> _Document source_
┌──

Peut-on comparer certains aspects de l'engagement de l'armée française au Mali et l'invasion de l'Irak par les États-Unis ?
Bien sûr, la menace « AQMI » est un bon prétexte pour justifier une intervention militaire au Mali.
Cette organisation ne rencontre pas beaucoup de sympathie en Europe et ce n'est pas moi qui vais prendre sa défense. Tous les mouvements qui se revendiquent de textes religieux ou de lois divines et qui l'imposent aux populations par la force doivent être combattus mais les moyens militaires sont-ils bien appropriés pour combattre des idées, surtout loin de chez soi et dans un pays ayant une toute autre culture ?
Le rôle des militaires est de gagner les guerres dans lesquelles le pays s'engage et la France n'aura aucun mal à le faire. Elle aura la maîtrise du ciel et des renseignements avec ses avions, ses hélicoptères et ses drones. Et après ?
Encore moins que les États-Unis en Irak, la France avec ses 2500 soldats ne peut occuper le terrain. Le Mali est deux fois plus grand que la France (lien) et rien que le territoire contrôlé par l'AQMI est aussi grand que la France.

└──

> _Consignes_
1. Traduisez en anglais la phrase suivante du document source : « Le rôle des militaires est de gagner les guerres dans lesquelles le pays s'engage et la France n'aura aucun mal à le faire. »
2. Reprenez le texte sur l'intervention française au Mali à la suite de sa dernière phrase et écrivez-en la suite.

> _Données fournies_
┌──

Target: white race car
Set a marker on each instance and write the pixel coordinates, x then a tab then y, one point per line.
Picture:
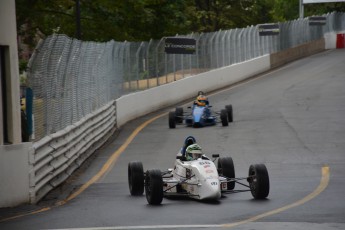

└──

> _Corrigé_
1. The role of the military is to win the wars the country engages in, and France will have no trouble doing so.

2.
Les troupes envoyées par les pays africains voisins auront des équipements limités et une combativité douteuse. Elles auront une utilité symbolique. Elles deviendront un problème quand elles se livreront aux prévisibles exactions sur la population malienne comme on en a connues dans les autres cas similaires.
Que peut espérer la France de ses partenaires européens et de l'OTAN ? Je pense qu'il n'y aura qu'une aide logistique et beaucoup de soutien moral. Les budgets militaires sont ce qu'ils sont en Europe et la plupart des pays européens ont encore des troupes engagées en Afghanistan ou ailleurs.
L'AQMI ne menace pas les États-Unis. Barack Obama ne va pas engager d'importants moyens militaires au Mali. Il se limitera à une aide en drones, peut-être en munitions ainsi que la fourniture de renseignements sur les positions et les mouvements ennemis.
Il ne faut aussi rien attendre des pays arabes. Ils soutiennent moralement, du moins ceux de la péninsule arabique, les Islamistes en général et ce n'est pas le voyage de François Hollande dans les Émirats qui va faire changer le Qatar d'avis.
L’Algérie est elle aussi menacée par l'islamisme. Elle en est consciente et la France aurait été bien inspirée de s'accorder avec elle pour cette opération au Mali. Mais les plaies du passé ne permettent hélas pas ce rapprochement.
Les autres pays voisins, la Mauritanie, le Niger, même la Libye, serviront vite de base de repli et de couloir d'infiltration pour les Islamistes. Voyez une carte, les frontières tirées au cordeau dans le Sahel ne sont pas des obstacles naturels. (lien)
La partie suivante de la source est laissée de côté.